The graft was living donor kidney in 29 patients and deceased donor kidney in 2 patients. Blood loss, duration of postoperative mechanical ventilation, and length of stay in the ICU were comparable between the groups (p = 0.794, p = 0.741, p = 0.971, respectively). Also, postoperative daily urine output was similar for the 3 groups. The duration of anesthesia gradually shortened from Group 1 to Group 3 but there was no significant difference between the groups (234.5 ± 17.6, 219.6 ± 20.2, and 208.4 ± 16.9 min, respectively, p = 0.121). Similarly, we found a trend towards a decrease in the duration of surgery from Group 1 to Group 3, but it was not statistically significant between the groups (179.0, 172.0, and 167.7 min, respectively, p = 0.136). The mean number of red blood cell (RBC) transfusion was 0.9 ± 0.7 unit in Group 1. It decreased to a mean of 0.6 ± 0.7 unit for Group 2, and following thi significant decrease occurred down to 0 for Group 3 (p = 0.004). However, fresh-frozen plasma transfusion was similar between groups (Table 2).

Preoperative and postoperative creatinine, hemoglobin, sodium, and potassium were comparable for the 3 groups (Table 3). Post-hoc analysis was performed to compare the groups separately, according to variables that showed statistically significant differences (Table 4). Although there was no difference in the duration of dialysis between Group 1 and Group 2 and between Group 2 and Group 3. Group 3 had shorter duration of dialysis than group 1 (p = 0.017). The number of RBC transfusions in group 3 was significantly lower than group 1 (p = 0.004). Group 1 and group 2, and group 2 and group 3 were comparable by the number of RBC transfusions.

4. Discussion

It is critical to understand the number of procedures a physician must perform before reaching a level of safety and competence. Studies aimed at defining the learning curve in anesthetic procedures have been reported. For the learning curve of transversus abdominal plane block, Vial et al. reported that 20 procedures were necessary for residents to become competent [4]. Another study on the learning curve of residents for specific anesthesia procedures proposed that six-month rotation could not be sufficient for competence [5]. To the best of our knowledge, our study was the first to evaluate the learning curve on PKT with parameters such as anesthesia time, operation time, blood loss, blood transfusion rate, duration of mechanical ventilation, and postoperative outcomes.

**Description of the task:** Could you transcribe the kidney transplant study text starting at "Preoperative and postoperative" and ending at "of RBC transfusions."?

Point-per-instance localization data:
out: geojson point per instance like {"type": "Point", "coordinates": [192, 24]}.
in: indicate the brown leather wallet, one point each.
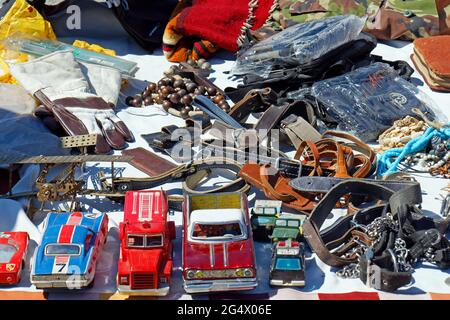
{"type": "Point", "coordinates": [149, 162]}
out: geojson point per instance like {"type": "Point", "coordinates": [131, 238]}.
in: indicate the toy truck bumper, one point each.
{"type": "Point", "coordinates": [70, 282]}
{"type": "Point", "coordinates": [293, 283]}
{"type": "Point", "coordinates": [198, 286]}
{"type": "Point", "coordinates": [125, 290]}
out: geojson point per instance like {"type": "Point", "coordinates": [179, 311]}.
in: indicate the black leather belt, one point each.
{"type": "Point", "coordinates": [392, 235]}
{"type": "Point", "coordinates": [319, 184]}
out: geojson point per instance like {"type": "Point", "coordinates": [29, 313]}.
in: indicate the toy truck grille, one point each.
{"type": "Point", "coordinates": [143, 281]}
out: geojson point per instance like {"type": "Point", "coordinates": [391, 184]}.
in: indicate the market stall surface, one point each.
{"type": "Point", "coordinates": [321, 281]}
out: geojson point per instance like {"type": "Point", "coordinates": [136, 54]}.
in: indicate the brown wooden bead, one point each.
{"type": "Point", "coordinates": [190, 87]}
{"type": "Point", "coordinates": [201, 90]}
{"type": "Point", "coordinates": [187, 100]}
{"type": "Point", "coordinates": [169, 81]}
{"type": "Point", "coordinates": [175, 98]}
{"type": "Point", "coordinates": [218, 98]}
{"type": "Point", "coordinates": [166, 90]}
{"type": "Point", "coordinates": [182, 92]}
{"type": "Point", "coordinates": [211, 91]}
{"type": "Point", "coordinates": [167, 105]}
{"type": "Point", "coordinates": [151, 87]}
{"type": "Point", "coordinates": [148, 101]}
{"type": "Point", "coordinates": [178, 84]}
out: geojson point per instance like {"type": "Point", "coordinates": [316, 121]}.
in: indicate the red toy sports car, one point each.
{"type": "Point", "coordinates": [13, 252]}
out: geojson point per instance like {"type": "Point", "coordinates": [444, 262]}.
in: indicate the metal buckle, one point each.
{"type": "Point", "coordinates": [235, 134]}
{"type": "Point", "coordinates": [293, 163]}
{"type": "Point", "coordinates": [445, 208]}
{"type": "Point", "coordinates": [394, 259]}
{"type": "Point", "coordinates": [373, 276]}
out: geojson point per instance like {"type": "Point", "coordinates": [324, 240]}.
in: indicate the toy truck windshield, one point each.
{"type": "Point", "coordinates": [206, 225]}
{"type": "Point", "coordinates": [288, 263]}
{"type": "Point", "coordinates": [7, 251]}
{"type": "Point", "coordinates": [144, 241]}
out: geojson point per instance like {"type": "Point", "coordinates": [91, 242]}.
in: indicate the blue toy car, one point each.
{"type": "Point", "coordinates": [69, 251]}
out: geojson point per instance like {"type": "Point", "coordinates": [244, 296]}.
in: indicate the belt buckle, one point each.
{"type": "Point", "coordinates": [291, 168]}
{"type": "Point", "coordinates": [373, 276]}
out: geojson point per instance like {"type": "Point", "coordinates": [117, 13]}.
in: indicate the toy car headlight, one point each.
{"type": "Point", "coordinates": [190, 274]}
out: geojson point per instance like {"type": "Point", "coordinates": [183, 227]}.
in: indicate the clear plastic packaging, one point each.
{"type": "Point", "coordinates": [298, 45]}
{"type": "Point", "coordinates": [367, 101]}
{"type": "Point", "coordinates": [42, 47]}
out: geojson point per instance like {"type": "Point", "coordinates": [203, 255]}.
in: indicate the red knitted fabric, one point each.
{"type": "Point", "coordinates": [220, 21]}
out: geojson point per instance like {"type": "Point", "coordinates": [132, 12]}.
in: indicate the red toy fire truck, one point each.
{"type": "Point", "coordinates": [145, 262]}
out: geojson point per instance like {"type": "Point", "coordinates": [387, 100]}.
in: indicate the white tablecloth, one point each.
{"type": "Point", "coordinates": [319, 277]}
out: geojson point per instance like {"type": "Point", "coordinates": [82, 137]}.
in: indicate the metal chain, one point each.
{"type": "Point", "coordinates": [401, 253]}
{"type": "Point", "coordinates": [351, 271]}
{"type": "Point", "coordinates": [377, 226]}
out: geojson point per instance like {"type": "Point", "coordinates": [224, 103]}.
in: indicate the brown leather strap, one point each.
{"type": "Point", "coordinates": [191, 173]}
{"type": "Point", "coordinates": [324, 155]}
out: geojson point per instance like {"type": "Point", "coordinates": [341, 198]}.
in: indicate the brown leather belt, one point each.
{"type": "Point", "coordinates": [326, 157]}
{"type": "Point", "coordinates": [161, 171]}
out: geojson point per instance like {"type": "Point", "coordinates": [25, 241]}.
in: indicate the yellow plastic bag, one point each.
{"type": "Point", "coordinates": [23, 19]}
{"type": "Point", "coordinates": [93, 47]}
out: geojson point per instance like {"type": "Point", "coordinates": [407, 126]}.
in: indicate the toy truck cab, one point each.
{"type": "Point", "coordinates": [145, 262]}
{"type": "Point", "coordinates": [286, 228]}
{"type": "Point", "coordinates": [218, 253]}
{"type": "Point", "coordinates": [287, 267]}
{"type": "Point", "coordinates": [263, 217]}
{"type": "Point", "coordinates": [13, 252]}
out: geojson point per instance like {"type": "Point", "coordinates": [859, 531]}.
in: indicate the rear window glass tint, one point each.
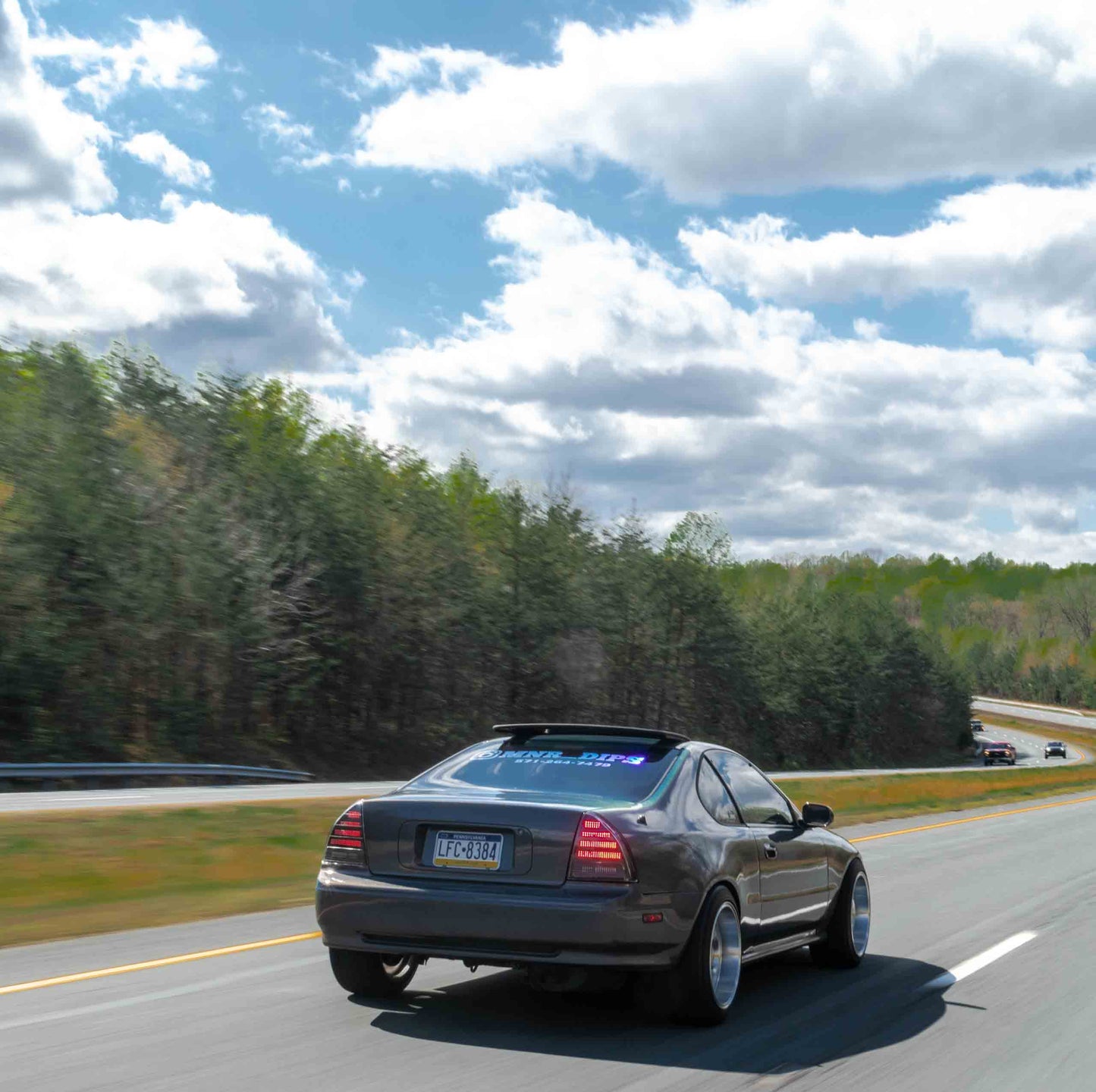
{"type": "Point", "coordinates": [758, 799]}
{"type": "Point", "coordinates": [620, 770]}
{"type": "Point", "coordinates": [714, 796]}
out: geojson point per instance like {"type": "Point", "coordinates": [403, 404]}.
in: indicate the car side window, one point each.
{"type": "Point", "coordinates": [714, 795]}
{"type": "Point", "coordinates": [760, 801]}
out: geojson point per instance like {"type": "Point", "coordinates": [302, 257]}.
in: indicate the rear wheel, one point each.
{"type": "Point", "coordinates": [846, 939]}
{"type": "Point", "coordinates": [372, 975]}
{"type": "Point", "coordinates": [702, 986]}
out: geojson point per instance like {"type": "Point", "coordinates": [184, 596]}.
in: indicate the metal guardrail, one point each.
{"type": "Point", "coordinates": [64, 771]}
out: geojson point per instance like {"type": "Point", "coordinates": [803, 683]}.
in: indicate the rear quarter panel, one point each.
{"type": "Point", "coordinates": [682, 852]}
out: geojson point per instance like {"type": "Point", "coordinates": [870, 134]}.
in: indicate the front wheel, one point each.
{"type": "Point", "coordinates": [372, 975]}
{"type": "Point", "coordinates": [846, 940]}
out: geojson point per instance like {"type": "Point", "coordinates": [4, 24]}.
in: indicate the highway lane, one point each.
{"type": "Point", "coordinates": [1044, 714]}
{"type": "Point", "coordinates": [1029, 754]}
{"type": "Point", "coordinates": [1029, 748]}
{"type": "Point", "coordinates": [274, 1018]}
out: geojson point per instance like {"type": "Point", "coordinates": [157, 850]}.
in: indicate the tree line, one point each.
{"type": "Point", "coordinates": [209, 572]}
{"type": "Point", "coordinates": [1015, 630]}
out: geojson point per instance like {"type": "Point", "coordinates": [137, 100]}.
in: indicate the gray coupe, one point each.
{"type": "Point", "coordinates": [589, 855]}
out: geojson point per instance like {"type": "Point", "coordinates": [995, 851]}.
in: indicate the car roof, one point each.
{"type": "Point", "coordinates": [529, 731]}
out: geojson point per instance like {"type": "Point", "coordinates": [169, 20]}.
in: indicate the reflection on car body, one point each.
{"type": "Point", "coordinates": [589, 855]}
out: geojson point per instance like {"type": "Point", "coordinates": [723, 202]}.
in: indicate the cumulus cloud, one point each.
{"type": "Point", "coordinates": [202, 284]}
{"type": "Point", "coordinates": [761, 96]}
{"type": "Point", "coordinates": [167, 55]}
{"type": "Point", "coordinates": [1021, 256]}
{"type": "Point", "coordinates": [603, 359]}
{"type": "Point", "coordinates": [272, 122]}
{"type": "Point", "coordinates": [157, 150]}
{"type": "Point", "coordinates": [49, 152]}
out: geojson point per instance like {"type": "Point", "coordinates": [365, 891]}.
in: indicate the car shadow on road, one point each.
{"type": "Point", "coordinates": [788, 1015]}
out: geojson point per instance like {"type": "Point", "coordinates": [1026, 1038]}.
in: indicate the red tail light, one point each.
{"type": "Point", "coordinates": [347, 840]}
{"type": "Point", "coordinates": [598, 853]}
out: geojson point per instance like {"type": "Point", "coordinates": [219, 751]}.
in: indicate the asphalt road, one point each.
{"type": "Point", "coordinates": [1029, 752]}
{"type": "Point", "coordinates": [274, 1018]}
{"type": "Point", "coordinates": [1046, 714]}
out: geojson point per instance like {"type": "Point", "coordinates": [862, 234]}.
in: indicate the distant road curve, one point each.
{"type": "Point", "coordinates": [1046, 714]}
{"type": "Point", "coordinates": [1029, 752]}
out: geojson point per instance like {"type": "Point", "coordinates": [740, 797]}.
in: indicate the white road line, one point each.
{"type": "Point", "coordinates": [968, 968]}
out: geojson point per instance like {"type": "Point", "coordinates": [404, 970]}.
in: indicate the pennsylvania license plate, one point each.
{"type": "Point", "coordinates": [463, 849]}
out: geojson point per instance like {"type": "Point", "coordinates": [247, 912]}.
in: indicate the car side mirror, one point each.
{"type": "Point", "coordinates": [817, 815]}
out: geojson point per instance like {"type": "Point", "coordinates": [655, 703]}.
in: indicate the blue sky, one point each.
{"type": "Point", "coordinates": [819, 268]}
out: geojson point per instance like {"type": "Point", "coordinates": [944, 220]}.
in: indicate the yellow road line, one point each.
{"type": "Point", "coordinates": [192, 956]}
{"type": "Point", "coordinates": [149, 964]}
{"type": "Point", "coordinates": [972, 818]}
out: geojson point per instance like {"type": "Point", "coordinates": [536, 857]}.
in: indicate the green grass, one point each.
{"type": "Point", "coordinates": [893, 796]}
{"type": "Point", "coordinates": [73, 874]}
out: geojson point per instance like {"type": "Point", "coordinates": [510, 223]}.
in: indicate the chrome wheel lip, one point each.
{"type": "Point", "coordinates": [724, 956]}
{"type": "Point", "coordinates": [396, 966]}
{"type": "Point", "coordinates": [859, 912]}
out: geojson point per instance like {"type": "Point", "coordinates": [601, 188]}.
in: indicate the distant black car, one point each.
{"type": "Point", "coordinates": [1000, 752]}
{"type": "Point", "coordinates": [589, 855]}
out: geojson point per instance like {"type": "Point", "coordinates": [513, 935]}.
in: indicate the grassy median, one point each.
{"type": "Point", "coordinates": [71, 874]}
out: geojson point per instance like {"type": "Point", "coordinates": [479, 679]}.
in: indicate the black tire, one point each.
{"type": "Point", "coordinates": [704, 1003]}
{"type": "Point", "coordinates": [846, 939]}
{"type": "Point", "coordinates": [369, 974]}
{"type": "Point", "coordinates": [687, 993]}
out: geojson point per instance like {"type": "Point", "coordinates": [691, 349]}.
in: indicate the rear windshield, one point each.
{"type": "Point", "coordinates": [617, 770]}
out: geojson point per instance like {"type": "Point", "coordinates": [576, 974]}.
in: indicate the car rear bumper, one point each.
{"type": "Point", "coordinates": [574, 924]}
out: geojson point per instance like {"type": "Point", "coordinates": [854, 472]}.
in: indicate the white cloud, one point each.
{"type": "Point", "coordinates": [204, 286]}
{"type": "Point", "coordinates": [603, 360]}
{"type": "Point", "coordinates": [1021, 256]}
{"type": "Point", "coordinates": [271, 121]}
{"type": "Point", "coordinates": [49, 152]}
{"type": "Point", "coordinates": [167, 55]}
{"type": "Point", "coordinates": [867, 329]}
{"type": "Point", "coordinates": [762, 96]}
{"type": "Point", "coordinates": [157, 150]}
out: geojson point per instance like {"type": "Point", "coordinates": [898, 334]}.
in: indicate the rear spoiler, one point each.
{"type": "Point", "coordinates": [527, 731]}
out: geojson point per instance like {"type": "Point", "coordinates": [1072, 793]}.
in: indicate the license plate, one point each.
{"type": "Point", "coordinates": [463, 849]}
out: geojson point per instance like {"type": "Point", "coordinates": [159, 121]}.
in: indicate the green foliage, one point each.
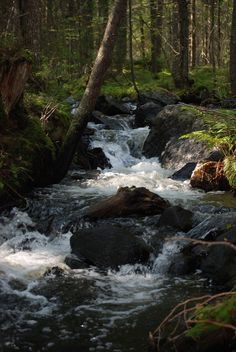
{"type": "Point", "coordinates": [222, 312]}
{"type": "Point", "coordinates": [220, 133]}
{"type": "Point", "coordinates": [204, 78]}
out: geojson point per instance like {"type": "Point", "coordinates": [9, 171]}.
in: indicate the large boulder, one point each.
{"type": "Point", "coordinates": [107, 246]}
{"type": "Point", "coordinates": [177, 217]}
{"type": "Point", "coordinates": [217, 262]}
{"type": "Point", "coordinates": [163, 140]}
{"type": "Point", "coordinates": [146, 114]}
{"type": "Point", "coordinates": [128, 202]}
{"type": "Point", "coordinates": [210, 176]}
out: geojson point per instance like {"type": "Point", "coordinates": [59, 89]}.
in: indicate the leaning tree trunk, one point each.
{"type": "Point", "coordinates": [184, 41]}
{"type": "Point", "coordinates": [91, 93]}
{"type": "Point", "coordinates": [233, 52]}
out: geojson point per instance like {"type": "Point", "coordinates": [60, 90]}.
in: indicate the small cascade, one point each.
{"type": "Point", "coordinates": [59, 309]}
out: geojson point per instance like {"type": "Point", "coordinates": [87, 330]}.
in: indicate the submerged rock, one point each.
{"type": "Point", "coordinates": [210, 176]}
{"type": "Point", "coordinates": [177, 217]}
{"type": "Point", "coordinates": [146, 114]}
{"type": "Point", "coordinates": [128, 202]}
{"type": "Point", "coordinates": [107, 246]}
{"type": "Point", "coordinates": [185, 172]}
{"type": "Point", "coordinates": [217, 262]}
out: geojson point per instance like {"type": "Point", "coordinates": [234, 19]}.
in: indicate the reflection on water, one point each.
{"type": "Point", "coordinates": [88, 310]}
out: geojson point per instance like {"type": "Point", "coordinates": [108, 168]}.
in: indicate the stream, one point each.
{"type": "Point", "coordinates": [45, 306]}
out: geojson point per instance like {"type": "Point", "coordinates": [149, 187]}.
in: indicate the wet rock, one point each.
{"type": "Point", "coordinates": [54, 271]}
{"type": "Point", "coordinates": [177, 217]}
{"type": "Point", "coordinates": [228, 103]}
{"type": "Point", "coordinates": [146, 114]}
{"type": "Point", "coordinates": [128, 202]}
{"type": "Point", "coordinates": [76, 262]}
{"type": "Point", "coordinates": [163, 140]}
{"type": "Point", "coordinates": [161, 96]}
{"type": "Point", "coordinates": [216, 262]}
{"type": "Point", "coordinates": [210, 176]}
{"type": "Point", "coordinates": [91, 159]}
{"type": "Point", "coordinates": [185, 172]}
{"type": "Point", "coordinates": [110, 106]}
{"type": "Point", "coordinates": [219, 262]}
{"type": "Point", "coordinates": [107, 246]}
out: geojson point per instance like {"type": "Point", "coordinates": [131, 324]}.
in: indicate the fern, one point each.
{"type": "Point", "coordinates": [220, 133]}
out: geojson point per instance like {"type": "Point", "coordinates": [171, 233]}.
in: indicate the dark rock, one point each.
{"type": "Point", "coordinates": [55, 271]}
{"type": "Point", "coordinates": [163, 140]}
{"type": "Point", "coordinates": [228, 103]}
{"type": "Point", "coordinates": [75, 262]}
{"type": "Point", "coordinates": [161, 96]}
{"type": "Point", "coordinates": [110, 106]}
{"type": "Point", "coordinates": [215, 155]}
{"type": "Point", "coordinates": [128, 202]}
{"type": "Point", "coordinates": [210, 176]}
{"type": "Point", "coordinates": [91, 159]}
{"type": "Point", "coordinates": [108, 246]}
{"type": "Point", "coordinates": [185, 172]}
{"type": "Point", "coordinates": [219, 262]}
{"type": "Point", "coordinates": [146, 114]}
{"type": "Point", "coordinates": [212, 341]}
{"type": "Point", "coordinates": [177, 217]}
{"type": "Point", "coordinates": [115, 122]}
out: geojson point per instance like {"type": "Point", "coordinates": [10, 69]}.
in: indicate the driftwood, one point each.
{"type": "Point", "coordinates": [13, 77]}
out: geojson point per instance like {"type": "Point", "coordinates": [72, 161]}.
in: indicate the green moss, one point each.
{"type": "Point", "coordinates": [223, 313]}
{"type": "Point", "coordinates": [204, 78]}
{"type": "Point", "coordinates": [220, 133]}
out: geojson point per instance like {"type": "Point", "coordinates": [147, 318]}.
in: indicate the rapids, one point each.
{"type": "Point", "coordinates": [45, 306]}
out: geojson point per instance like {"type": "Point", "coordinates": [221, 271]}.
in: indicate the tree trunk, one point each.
{"type": "Point", "coordinates": [120, 52]}
{"type": "Point", "coordinates": [13, 76]}
{"type": "Point", "coordinates": [233, 51]}
{"type": "Point", "coordinates": [156, 14]}
{"type": "Point", "coordinates": [91, 93]}
{"type": "Point", "coordinates": [180, 72]}
{"type": "Point", "coordinates": [194, 36]}
{"type": "Point", "coordinates": [30, 25]}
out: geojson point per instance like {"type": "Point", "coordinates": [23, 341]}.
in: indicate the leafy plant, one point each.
{"type": "Point", "coordinates": [220, 133]}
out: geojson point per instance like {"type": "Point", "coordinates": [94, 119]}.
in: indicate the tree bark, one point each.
{"type": "Point", "coordinates": [91, 93]}
{"type": "Point", "coordinates": [233, 51]}
{"type": "Point", "coordinates": [156, 14]}
{"type": "Point", "coordinates": [13, 76]}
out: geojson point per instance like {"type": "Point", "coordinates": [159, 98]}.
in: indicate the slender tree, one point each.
{"type": "Point", "coordinates": [91, 93]}
{"type": "Point", "coordinates": [233, 51]}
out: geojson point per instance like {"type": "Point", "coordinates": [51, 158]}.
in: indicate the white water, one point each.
{"type": "Point", "coordinates": [26, 253]}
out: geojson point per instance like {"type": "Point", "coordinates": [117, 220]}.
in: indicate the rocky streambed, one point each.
{"type": "Point", "coordinates": [88, 266]}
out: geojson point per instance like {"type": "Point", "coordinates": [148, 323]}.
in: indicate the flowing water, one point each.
{"type": "Point", "coordinates": [45, 306]}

**Written solution:**
Preoperative and postoperative creatinine, hemoglobin, sodium, and potassium were comparable for the 3 groups (Table 3). Post-hoc analysis was performed to compare the groups separately, according to variables that showed statistically significant differences (Table 4). Although there was no difference in the duration of dialysis between Group 1 and Group 2 and between Group 2 and Group 3. Group 3 had shorter duration of dialysis than group 1 (p = 0.017). The number of RBC transfusions in group 3 was significantly lower than group 1 (p = 0.004). Group 1 and group 2, and group 2 and group 3 were comparable by the number of RBC transfusions.